表示本文 -
● ● ● ●
カルボン酸の無水物類としては、前記カルボン酸類の酸無水物が使用できる。
【0034】
(6)有機酸ハライド類:アセチルクロリド、ベンゾイルクロリド、トルイル酸クロリド、アニス酸クロリド等の炭素数2〜15の酸ハライド類。
【0035】
(7)有機酸又は無機酸のエステル類:ギ酸メチル、酢酸メチル、酢酸エチル、酢酸ビニル、酢酸プロピル、酢酸オクチル、酢酸シクロヘキシル、プロピオン酸エチル、酪酸メチル、吉草酸エチル、クロル酢酸メチル、ジクロル酢酸エチル、メタクリル酸メチル、クロトン酸エチル、シクロヘキサンカルボン酸エチル、ジメチルフタレート、ジエチルフタレート(フタル酸ジエチル)、ジ−n−プロピルフタレート、ジイソプロピルフタレート、ジ−n−ブチルフタレート、ジイソブチルフタレート(フタル酸ジイソブチル)、ジ−n−アミルフタレート、ジイソアミルフタレート、エチル−n−ブチルフタレート、エチルイソブチルフタレート、エチル−n−プロピルフタレート、安息香酸メチル、安息香酸エチル、安息香酸プロピル、安息香酸ブチル、安息香酸オクチル、安息香酸シクロヘキシル、安息香酸フェニル、安息香酸ベンジル、トルイル酸メチル、トルイル酸エチル、トルイル酸アミル、エチル安息香酸エチル、アニス酸メチル、アニス酸エチル、エトキシ安息香酸エチル、γ−ブチロラクトン、δ−バレロラクトン、クマリン、フタリド、炭酸エチル等の炭素数2〜30の有機酸もしくは無機酸のエステル類。
● ● ● ●
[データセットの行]

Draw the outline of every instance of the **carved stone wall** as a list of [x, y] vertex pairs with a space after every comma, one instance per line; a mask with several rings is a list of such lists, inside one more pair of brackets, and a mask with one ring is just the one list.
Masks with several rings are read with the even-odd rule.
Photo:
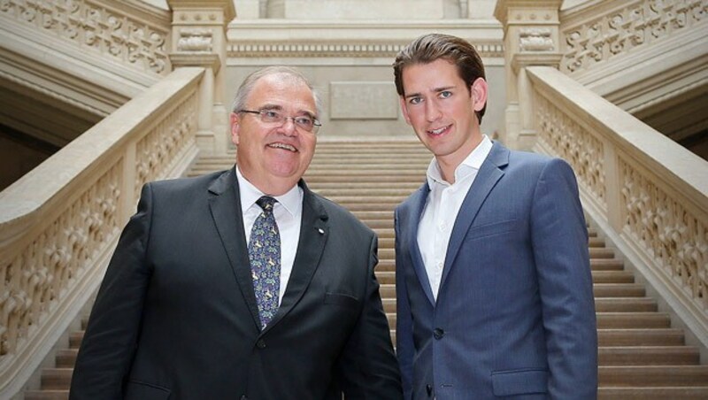
[[547, 98], [535, 93], [539, 141], [568, 161], [578, 181], [607, 212], [603, 142]]
[[[3, 265], [0, 279], [0, 356], [32, 336], [84, 268], [119, 233], [122, 162], [113, 165]], [[122, 221], [120, 221], [122, 222]]]
[[708, 312], [708, 221], [636, 164], [620, 156], [622, 203], [626, 204], [622, 228], [689, 298]]
[[650, 46], [706, 18], [708, 0], [601, 2], [564, 19], [561, 71], [573, 73]]
[[529, 67], [535, 150], [567, 160], [586, 212], [708, 343], [708, 164], [550, 67]]
[[135, 201], [145, 183], [165, 178], [171, 165], [194, 148], [196, 131], [196, 94], [193, 94], [135, 144]]
[[103, 57], [143, 71], [165, 75], [169, 21], [139, 19], [135, 2], [87, 0], [0, 0], [0, 12]]

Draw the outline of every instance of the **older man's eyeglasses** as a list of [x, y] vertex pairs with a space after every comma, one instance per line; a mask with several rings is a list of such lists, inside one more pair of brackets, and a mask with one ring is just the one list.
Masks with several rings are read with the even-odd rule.
[[322, 124], [317, 120], [316, 118], [311, 115], [298, 115], [296, 117], [288, 117], [283, 115], [282, 112], [277, 110], [239, 110], [236, 112], [246, 112], [249, 114], [257, 114], [260, 116], [261, 122], [265, 124], [272, 124], [274, 126], [282, 126], [288, 119], [292, 119], [293, 123], [298, 128], [305, 132], [317, 133]]

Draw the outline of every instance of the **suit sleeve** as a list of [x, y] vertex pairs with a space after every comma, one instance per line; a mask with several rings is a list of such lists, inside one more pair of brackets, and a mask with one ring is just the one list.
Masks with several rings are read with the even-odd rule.
[[151, 206], [152, 192], [145, 185], [91, 311], [72, 377], [71, 400], [123, 398], [150, 279], [145, 254]]
[[597, 330], [588, 230], [575, 176], [565, 161], [542, 171], [531, 209], [546, 331], [550, 398], [597, 396]]
[[408, 288], [405, 286], [403, 251], [400, 249], [399, 238], [402, 238], [399, 227], [398, 211], [396, 212], [394, 227], [396, 229], [396, 355], [401, 369], [401, 382], [404, 388], [404, 398], [411, 399], [412, 396], [413, 375], [413, 331], [411, 317], [411, 305], [408, 303]]
[[374, 274], [377, 249], [373, 235], [361, 313], [338, 362], [339, 381], [347, 400], [401, 398], [400, 373]]

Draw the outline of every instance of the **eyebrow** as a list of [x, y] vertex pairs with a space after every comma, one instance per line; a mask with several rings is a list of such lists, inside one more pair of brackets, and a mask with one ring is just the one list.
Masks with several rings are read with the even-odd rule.
[[[445, 90], [450, 90], [451, 88], [455, 88], [455, 86], [453, 85], [453, 86], [443, 86], [442, 88], [435, 88], [432, 91], [435, 92], [435, 93], [440, 93], [440, 92], [443, 92]], [[419, 97], [419, 96], [420, 96], [419, 93], [412, 93], [410, 95], [406, 95], [404, 98], [408, 99], [408, 98], [411, 98], [411, 97]]]
[[[281, 105], [266, 104], [262, 105], [260, 108], [258, 108], [258, 110], [275, 110], [275, 111], [281, 112], [283, 110], [283, 108], [282, 108]], [[315, 115], [313, 112], [309, 112], [307, 110], [301, 110], [301, 111], [297, 112], [296, 114], [301, 114], [301, 115], [304, 114], [304, 115], [307, 115], [308, 117], [310, 117], [310, 118], [312, 118], [313, 119], [317, 119], [317, 115]]]

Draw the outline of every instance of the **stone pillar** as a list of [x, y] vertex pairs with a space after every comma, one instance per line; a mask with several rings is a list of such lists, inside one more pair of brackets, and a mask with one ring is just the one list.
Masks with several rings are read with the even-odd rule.
[[173, 12], [170, 61], [174, 68], [206, 69], [199, 88], [197, 146], [202, 154], [226, 155], [230, 145], [225, 87], [227, 29], [233, 0], [167, 0]]
[[499, 0], [494, 16], [504, 26], [506, 74], [505, 135], [513, 149], [530, 150], [536, 141], [529, 65], [558, 68], [558, 9], [562, 0]]

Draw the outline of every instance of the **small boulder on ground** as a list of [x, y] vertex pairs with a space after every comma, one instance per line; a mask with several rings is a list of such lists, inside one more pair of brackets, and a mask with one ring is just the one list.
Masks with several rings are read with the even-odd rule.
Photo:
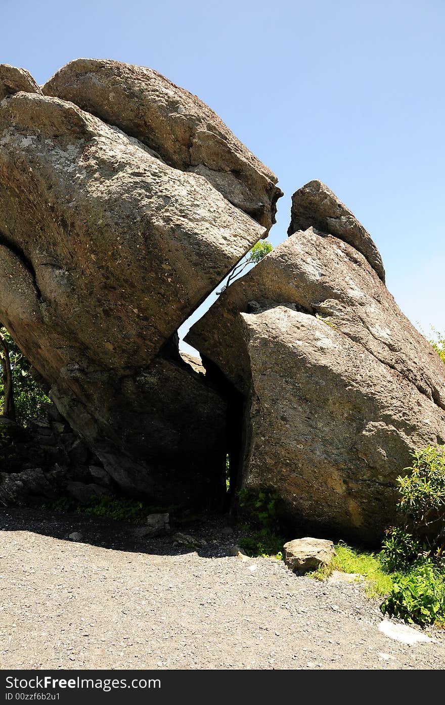
[[161, 514], [149, 514], [147, 523], [135, 529], [136, 538], [151, 538], [162, 536], [170, 532], [170, 516], [167, 512]]
[[316, 570], [322, 564], [327, 565], [336, 555], [332, 541], [324, 539], [295, 539], [283, 548], [286, 565], [300, 573]]
[[71, 541], [82, 541], [83, 539], [83, 535], [78, 531], [73, 531], [72, 534], [70, 534], [68, 539]]

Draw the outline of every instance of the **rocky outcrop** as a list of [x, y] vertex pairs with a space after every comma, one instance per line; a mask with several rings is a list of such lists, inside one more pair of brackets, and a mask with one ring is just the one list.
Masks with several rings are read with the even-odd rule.
[[0, 63], [0, 102], [6, 96], [13, 95], [19, 91], [42, 92], [29, 71], [8, 63]]
[[320, 565], [328, 565], [336, 555], [331, 541], [325, 539], [294, 539], [283, 546], [284, 562], [297, 573], [317, 570]]
[[244, 396], [242, 486], [277, 491], [294, 525], [377, 539], [410, 453], [444, 441], [438, 356], [365, 257], [312, 227], [232, 284], [187, 341]]
[[0, 320], [121, 488], [214, 506], [226, 402], [171, 348], [264, 227], [59, 98], [6, 97], [0, 145]]
[[56, 407], [47, 405], [46, 410], [44, 417], [30, 420], [26, 428], [0, 416], [0, 506], [39, 506], [66, 496], [78, 498], [72, 487], [91, 499], [92, 487], [108, 492], [112, 484]]
[[269, 229], [281, 192], [276, 177], [188, 91], [157, 71], [120, 61], [78, 59], [43, 87], [116, 125], [171, 166], [204, 176]]
[[311, 226], [358, 250], [384, 282], [385, 271], [380, 252], [371, 235], [344, 203], [317, 179], [310, 181], [293, 194], [288, 235]]

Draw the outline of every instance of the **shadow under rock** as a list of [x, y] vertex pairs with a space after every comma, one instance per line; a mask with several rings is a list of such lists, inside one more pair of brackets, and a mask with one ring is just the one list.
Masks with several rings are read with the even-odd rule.
[[[77, 542], [70, 539], [69, 535], [79, 532], [83, 538], [78, 543], [114, 551], [157, 556], [183, 556], [193, 550], [202, 558], [231, 556], [231, 549], [239, 535], [236, 529], [228, 536], [223, 532], [228, 524], [227, 516], [218, 516], [186, 526], [173, 524], [171, 533], [165, 536], [140, 538], [135, 535], [137, 526], [126, 522], [98, 519], [73, 512], [53, 512], [23, 507], [0, 509], [0, 532], [29, 531], [75, 544]], [[174, 545], [173, 537], [178, 532], [204, 539], [207, 545], [195, 549]]]

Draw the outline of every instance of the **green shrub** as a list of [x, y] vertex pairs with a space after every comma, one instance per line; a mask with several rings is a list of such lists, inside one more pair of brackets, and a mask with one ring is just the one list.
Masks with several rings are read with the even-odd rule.
[[252, 558], [265, 558], [273, 557], [281, 560], [283, 558], [283, 537], [271, 532], [269, 529], [252, 531], [250, 527], [245, 526], [244, 530], [249, 532], [248, 536], [240, 539], [240, 548]]
[[165, 508], [145, 504], [138, 500], [129, 499], [126, 497], [111, 497], [108, 495], [94, 498], [86, 505], [79, 504], [72, 497], [59, 497], [51, 504], [42, 505], [42, 508], [56, 512], [90, 514], [101, 519], [113, 519], [115, 521], [130, 522], [133, 524], [144, 524], [149, 514], [168, 510]]
[[421, 562], [394, 582], [381, 606], [406, 622], [419, 625], [445, 622], [445, 578], [430, 561]]
[[386, 529], [380, 560], [389, 572], [406, 568], [415, 560], [422, 546], [411, 534], [400, 527]]
[[280, 496], [275, 490], [245, 488], [239, 491], [238, 498], [241, 513], [252, 526], [271, 531], [279, 528]]
[[[36, 419], [44, 412], [44, 405], [50, 401], [30, 374], [30, 363], [22, 354], [5, 328], [1, 332], [6, 338], [13, 375], [14, 403], [17, 422], [22, 425], [28, 419]], [[0, 409], [4, 403], [4, 382], [0, 374]]]
[[433, 346], [442, 362], [445, 362], [445, 336], [434, 330], [434, 328], [432, 329], [432, 334], [434, 337], [429, 338], [428, 343]]
[[413, 459], [412, 466], [405, 468], [408, 474], [397, 478], [403, 529], [422, 544], [427, 556], [441, 556], [445, 548], [445, 446], [428, 446], [413, 453]]
[[278, 492], [249, 488], [240, 490], [238, 498], [241, 513], [248, 522], [243, 527], [248, 535], [240, 540], [240, 548], [253, 558], [281, 560], [284, 539], [279, 533]]

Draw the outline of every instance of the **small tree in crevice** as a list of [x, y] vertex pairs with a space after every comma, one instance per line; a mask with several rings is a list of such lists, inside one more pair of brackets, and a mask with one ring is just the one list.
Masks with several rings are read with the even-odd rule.
[[11, 421], [15, 421], [14, 383], [9, 358], [9, 346], [1, 330], [0, 330], [0, 363], [3, 370], [3, 415]]
[[249, 264], [257, 264], [263, 257], [265, 257], [267, 255], [272, 251], [274, 248], [272, 247], [270, 243], [267, 243], [266, 240], [260, 240], [259, 243], [254, 245], [252, 250], [245, 255], [242, 259], [236, 264], [230, 274], [228, 275], [228, 278], [226, 283], [226, 286], [223, 286], [222, 288], [217, 291], [218, 295], [222, 294], [226, 289], [230, 286], [231, 283], [244, 270], [246, 266]]
[[0, 414], [22, 426], [44, 414], [50, 401], [30, 373], [31, 364], [6, 328], [0, 328]]

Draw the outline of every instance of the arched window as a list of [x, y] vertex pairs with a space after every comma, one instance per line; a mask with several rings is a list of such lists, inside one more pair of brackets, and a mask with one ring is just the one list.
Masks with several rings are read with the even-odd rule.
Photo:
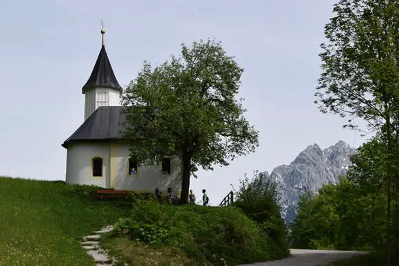
[[137, 159], [134, 158], [129, 158], [129, 175], [134, 175], [138, 173], [138, 164]]
[[93, 176], [102, 177], [103, 176], [103, 159], [100, 157], [93, 158], [91, 159]]
[[171, 158], [164, 158], [162, 159], [162, 175], [171, 175]]
[[108, 93], [105, 91], [99, 91], [97, 93], [97, 104], [98, 104], [98, 107], [107, 107], [109, 96]]

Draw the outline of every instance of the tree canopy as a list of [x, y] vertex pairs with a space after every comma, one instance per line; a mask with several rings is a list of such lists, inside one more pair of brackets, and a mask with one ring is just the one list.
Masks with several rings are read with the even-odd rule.
[[[399, 0], [341, 0], [334, 12], [325, 27], [327, 41], [321, 44], [323, 72], [315, 102], [323, 113], [363, 119], [385, 146], [379, 169], [387, 173], [389, 259], [391, 236], [397, 231], [392, 228], [393, 199], [396, 220], [398, 212]], [[344, 126], [360, 129], [353, 119]]]
[[188, 201], [190, 175], [198, 167], [228, 165], [259, 145], [242, 99], [236, 98], [243, 71], [219, 42], [201, 41], [182, 44], [179, 56], [153, 69], [144, 62], [124, 92], [122, 137], [141, 163], [182, 159], [181, 203]]

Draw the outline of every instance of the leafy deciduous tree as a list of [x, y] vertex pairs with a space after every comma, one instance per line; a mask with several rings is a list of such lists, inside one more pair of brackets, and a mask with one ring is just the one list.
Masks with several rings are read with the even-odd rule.
[[[387, 146], [387, 223], [399, 162], [399, 0], [341, 0], [325, 25], [323, 73], [316, 96], [322, 112], [364, 119]], [[344, 126], [357, 128], [349, 120]], [[387, 242], [390, 249], [391, 229]], [[388, 258], [389, 256], [388, 254]]]
[[122, 98], [122, 137], [141, 163], [182, 159], [180, 201], [186, 203], [190, 176], [198, 166], [226, 166], [228, 159], [253, 152], [258, 133], [235, 98], [244, 70], [220, 43], [183, 44], [181, 52], [153, 69], [144, 63], [130, 82]]

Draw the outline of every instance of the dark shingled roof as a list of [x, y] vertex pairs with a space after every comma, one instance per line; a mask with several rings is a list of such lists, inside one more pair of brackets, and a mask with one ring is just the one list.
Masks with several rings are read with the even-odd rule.
[[82, 93], [84, 93], [87, 89], [93, 87], [111, 88], [122, 91], [122, 87], [118, 82], [112, 70], [112, 67], [111, 67], [111, 63], [109, 63], [107, 52], [105, 52], [105, 45], [101, 47], [91, 75], [90, 75], [90, 78], [89, 78], [89, 80], [82, 88]]
[[61, 145], [76, 142], [109, 142], [120, 140], [118, 133], [125, 122], [123, 107], [100, 107]]

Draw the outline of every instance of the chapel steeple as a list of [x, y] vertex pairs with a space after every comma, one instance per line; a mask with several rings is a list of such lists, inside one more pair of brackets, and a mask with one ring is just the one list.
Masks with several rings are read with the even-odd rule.
[[83, 93], [86, 89], [93, 87], [101, 87], [103, 88], [111, 88], [122, 91], [122, 87], [120, 87], [116, 80], [116, 77], [115, 77], [111, 63], [105, 51], [105, 45], [104, 44], [105, 34], [105, 31], [103, 28], [101, 30], [102, 45], [100, 54], [98, 54], [89, 80], [82, 88]]
[[85, 120], [97, 108], [103, 106], [120, 106], [122, 87], [118, 82], [105, 51], [104, 27], [101, 29], [102, 45], [89, 80], [82, 87], [85, 94]]

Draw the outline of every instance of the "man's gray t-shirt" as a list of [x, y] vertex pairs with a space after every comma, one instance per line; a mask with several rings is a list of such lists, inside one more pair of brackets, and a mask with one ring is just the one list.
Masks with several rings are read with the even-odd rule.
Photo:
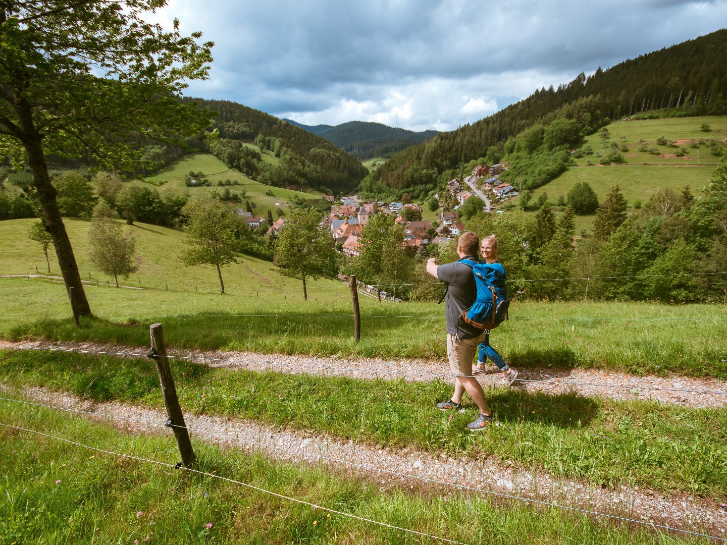
[[[467, 256], [464, 259], [477, 261], [476, 256]], [[462, 310], [466, 310], [475, 302], [475, 275], [472, 267], [459, 262], [447, 263], [437, 267], [437, 278], [447, 285], [447, 295], [444, 299], [444, 312], [447, 318], [447, 333], [459, 335], [460, 339], [472, 339], [482, 334], [482, 330], [470, 326], [460, 318]]]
● ● ● ●
依頼内容 - 本文によると、有機酸ハライド類の炭素数はいくつからいくつまでですか。

正しい出力 - 炭素数2〜15です。